TASK DESCRIPTION:
Return the material word for word. Do not include the pictures.

RECORDS FOR THIS EXERCISE:
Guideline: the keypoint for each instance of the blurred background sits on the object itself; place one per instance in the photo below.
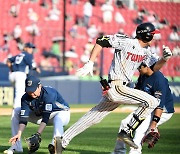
(64, 32)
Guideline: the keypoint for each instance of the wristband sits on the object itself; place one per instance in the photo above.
(155, 118)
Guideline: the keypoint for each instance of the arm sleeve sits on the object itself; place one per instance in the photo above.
(30, 61)
(103, 41)
(25, 110)
(139, 82)
(45, 117)
(12, 59)
(151, 58)
(160, 92)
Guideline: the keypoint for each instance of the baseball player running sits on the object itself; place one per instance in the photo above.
(19, 66)
(128, 55)
(155, 84)
(42, 105)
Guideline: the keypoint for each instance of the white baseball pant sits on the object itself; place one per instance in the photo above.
(117, 94)
(58, 119)
(18, 81)
(120, 147)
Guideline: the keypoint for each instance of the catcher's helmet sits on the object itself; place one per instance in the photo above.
(145, 32)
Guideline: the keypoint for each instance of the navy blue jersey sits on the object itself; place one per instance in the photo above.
(157, 86)
(21, 61)
(49, 101)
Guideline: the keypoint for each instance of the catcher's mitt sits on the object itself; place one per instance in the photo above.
(151, 138)
(33, 142)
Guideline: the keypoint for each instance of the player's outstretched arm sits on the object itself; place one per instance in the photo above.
(88, 67)
(167, 54)
(18, 136)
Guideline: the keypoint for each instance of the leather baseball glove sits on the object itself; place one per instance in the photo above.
(33, 142)
(151, 138)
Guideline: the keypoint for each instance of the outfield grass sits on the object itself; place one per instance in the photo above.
(98, 139)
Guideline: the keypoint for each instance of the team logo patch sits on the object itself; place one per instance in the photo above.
(158, 94)
(22, 112)
(59, 105)
(48, 107)
(29, 83)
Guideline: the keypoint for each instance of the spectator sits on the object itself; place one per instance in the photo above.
(71, 53)
(53, 14)
(74, 2)
(176, 51)
(141, 15)
(16, 34)
(87, 50)
(87, 12)
(33, 16)
(119, 18)
(92, 31)
(14, 10)
(163, 23)
(55, 49)
(107, 10)
(156, 49)
(45, 64)
(174, 36)
(119, 4)
(5, 46)
(33, 29)
(74, 31)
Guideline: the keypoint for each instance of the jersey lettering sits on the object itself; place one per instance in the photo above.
(135, 57)
(19, 58)
(22, 112)
(48, 107)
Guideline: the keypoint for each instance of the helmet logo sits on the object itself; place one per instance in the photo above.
(142, 31)
(29, 83)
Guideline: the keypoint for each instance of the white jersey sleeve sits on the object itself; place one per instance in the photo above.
(117, 41)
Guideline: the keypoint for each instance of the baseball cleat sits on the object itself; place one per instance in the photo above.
(126, 138)
(51, 149)
(58, 145)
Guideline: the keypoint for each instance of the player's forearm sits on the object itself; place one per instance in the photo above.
(156, 117)
(21, 129)
(95, 52)
(159, 64)
(41, 127)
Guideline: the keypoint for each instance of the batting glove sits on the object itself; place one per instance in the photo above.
(166, 53)
(86, 69)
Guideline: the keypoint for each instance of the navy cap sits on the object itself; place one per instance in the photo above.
(29, 45)
(32, 83)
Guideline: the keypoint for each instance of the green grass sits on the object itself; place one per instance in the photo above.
(98, 139)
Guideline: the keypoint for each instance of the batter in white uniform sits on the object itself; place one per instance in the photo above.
(128, 55)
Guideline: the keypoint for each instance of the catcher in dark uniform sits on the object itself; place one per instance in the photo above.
(154, 83)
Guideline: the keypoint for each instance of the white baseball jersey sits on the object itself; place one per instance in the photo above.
(127, 57)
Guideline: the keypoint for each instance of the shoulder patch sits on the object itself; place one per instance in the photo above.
(48, 107)
(22, 112)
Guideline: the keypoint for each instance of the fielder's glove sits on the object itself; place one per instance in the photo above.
(86, 69)
(166, 53)
(151, 138)
(33, 142)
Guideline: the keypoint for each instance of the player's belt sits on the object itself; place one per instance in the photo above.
(117, 82)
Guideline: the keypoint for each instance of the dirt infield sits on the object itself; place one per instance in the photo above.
(7, 111)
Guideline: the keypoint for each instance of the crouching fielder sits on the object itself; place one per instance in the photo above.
(43, 106)
(128, 55)
(156, 85)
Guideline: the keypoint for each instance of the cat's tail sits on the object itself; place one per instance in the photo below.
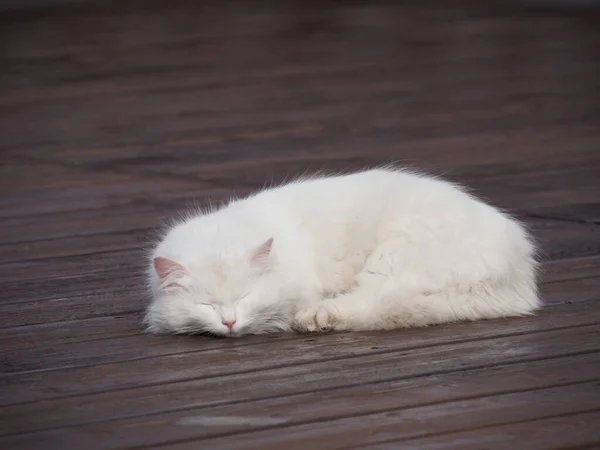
(389, 310)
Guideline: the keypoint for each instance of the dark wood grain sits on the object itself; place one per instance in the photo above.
(115, 116)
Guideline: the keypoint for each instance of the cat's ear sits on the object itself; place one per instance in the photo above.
(260, 256)
(169, 272)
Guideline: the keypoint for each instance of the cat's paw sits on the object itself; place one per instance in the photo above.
(314, 319)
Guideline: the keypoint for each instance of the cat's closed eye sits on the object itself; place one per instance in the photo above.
(208, 304)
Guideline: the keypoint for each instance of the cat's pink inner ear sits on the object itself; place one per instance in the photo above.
(260, 257)
(167, 268)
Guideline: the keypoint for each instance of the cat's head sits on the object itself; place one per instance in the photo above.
(224, 296)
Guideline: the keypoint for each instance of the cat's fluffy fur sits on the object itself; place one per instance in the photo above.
(379, 249)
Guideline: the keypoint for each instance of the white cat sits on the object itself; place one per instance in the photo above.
(379, 249)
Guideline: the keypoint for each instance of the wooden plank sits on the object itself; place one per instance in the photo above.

ANSWER TO THE EXERCISE:
Guideline: the keypoint for each instance of the blurred background sits on the object itself; place one per instance in the photo below.
(64, 32)
Guideline: the keypoint for each instance of the wristband sits on the object itself; place one per instance in the photo above.
(155, 118)
Guideline: the keypoint for each instance of the arm sleeve sits on the object itself; place one per instance in the photo above.
(30, 61)
(103, 41)
(25, 110)
(139, 82)
(45, 117)
(12, 59)
(151, 58)
(160, 92)
Guideline: the keypoint for each instance of the baseball player running sits on the object itself; place one per instance in the photo above.
(19, 66)
(128, 55)
(155, 84)
(42, 105)
Guideline: the keypoint for each instance of the white baseball pant sits on the object itself; place one per instance in the photo above.
(117, 94)
(58, 119)
(18, 81)
(120, 147)
Guideline: the keypoint for each instance of the catcher's helmet sits on the object itself; place one per instance in the photo above.
(145, 32)
Guideline: the keypoint for each instance of the navy blue jersey sits on the object itself; place one per instance in the photo above.
(157, 86)
(21, 61)
(49, 101)
Guideline: the keypoint for each instance of the catcher's mitt sits on the object itself; place one per instance in the photo above.
(151, 138)
(33, 142)
Guideline: the keypoint for each instance of the player's outstretched arm sits on the object itself; place one per instance in the photo above.
(88, 67)
(167, 54)
(18, 136)
Guideline: the keypoint for each instance of the leather baseball glove sits on the object itself; place one per instance in the photo above.
(33, 142)
(151, 138)
Guideline: the keypoint for each instance of the outfield grass sits on the object itself; place one per instance in the photo above.
(98, 139)
Guideline: the keypoint for each instance of the team logo patch sits on the object itself; place one per instance in the photo above.
(158, 94)
(22, 112)
(59, 105)
(48, 107)
(29, 83)
Guideline: the keypoint for each instance of the spectator sits on the object itself; place one per instance in the photo above.
(71, 53)
(53, 14)
(74, 2)
(176, 51)
(141, 15)
(16, 34)
(87, 50)
(87, 12)
(33, 16)
(119, 18)
(92, 31)
(14, 10)
(163, 23)
(55, 49)
(107, 10)
(156, 49)
(45, 64)
(174, 36)
(119, 4)
(5, 46)
(33, 29)
(74, 31)
Guideline: the keypoint for each instance of the jersey lettering sits on the object itself; place one per instance in the photo above.
(135, 57)
(19, 58)
(22, 112)
(48, 107)
Guideline: the keypoint for each instance of the helmet logo sits on the object itself; place one per instance in the photo above.
(142, 31)
(29, 83)
Guideline: the keypoint for each instance of the white jersey sleeve sits on the object itself; place one per instance in the photo above.
(117, 41)
Guideline: the keypoint for each instance of the baseball cleat sits on the object itself; place one per instance in the photo above.
(126, 138)
(51, 149)
(58, 145)
Guideline: the keypoint for each instance of the player's forearm sits on the object itself; place one per instance in the photo above.
(156, 117)
(21, 129)
(95, 52)
(159, 64)
(41, 127)
Guideline: the keypoint for each instance of the batting glove sits on the object itself; place one per instance in the photo above.
(166, 53)
(86, 69)
Guideline: the keypoint for each instance of the navy cap sits on the object itself; place one per instance in the photo above.
(29, 45)
(32, 83)
Guideline: the keypoint for each instance of the green grass sits on the object itself; place one per instance in the photo above.
(98, 139)
Guideline: the keypoint for each instance of the batter in white uniform sits on the object itself; place one per instance in the photo above.
(128, 55)
Guideline: the keypoint for each instance of the catcher in dark uniform sits on the object itself; place one per instance in the photo above.
(154, 83)
Guideline: the keypoint for each instance of the white baseball jersey sits on the object itself; place one per instance in the photo above.
(127, 57)
Guideline: the keypoint for each instance of the shoulder patch sits on the object itself; place one per instance in the photo above.
(48, 107)
(22, 112)
Guideline: the keypoint for each instance of the fielder's glove sits on the object itself; place one per instance in the photo above.
(86, 69)
(166, 53)
(151, 138)
(33, 142)
Guideline: the keypoint for each instance of the player's belt sits on the object itself; place one per instance in the photo above.
(117, 82)
Guideline: the keypoint for each instance of the dirt infield sits on the object itself; place one per instance in the photo above.
(7, 111)
Guideline: the keypoint for each instance of the crouching fielder sits on the object itself; place one per instance in the photo above.
(43, 106)
(128, 55)
(156, 85)
Guideline: the keypoint for each instance of the cat's tail sits on the object itself; place one per instance in the photo below.
(389, 310)
Guideline: the keypoint for each instance of the dark wood grain sits on the object itself; place one per instance in the photo above.
(115, 116)
Guideline: the keypoint for each instance of the cat's ear sits on the object itself; place one per instance in the photo above.
(260, 256)
(169, 272)
Guideline: the keypoint for each instance of the cat's paw sits on the object itself; place one per instance in the photo above.
(314, 319)
Guideline: the keypoint for each instance of the cat's closed eye sits on the object itself; place one per instance in the photo above.
(208, 304)
Guideline: the keypoint for each instance of the cat's pink inner ear sits on the object itself; place one per instance in the photo above.
(260, 257)
(167, 268)
Guideline: the keypoint for each instance of the cat's head sits on the object itself; place one per instance in the photo above.
(224, 296)
Guideline: the keypoint for each instance of the cat's fluffy fur sits on the object itself; place one per instance in the photo above.
(379, 249)
Guideline: the keypoint for each instance of the white cat sits on the object itself; place one per instance in the photo above.
(379, 249)
Guideline: the keypoint for each instance of the wooden plank sits on the object itself; place one per instance in the photo above.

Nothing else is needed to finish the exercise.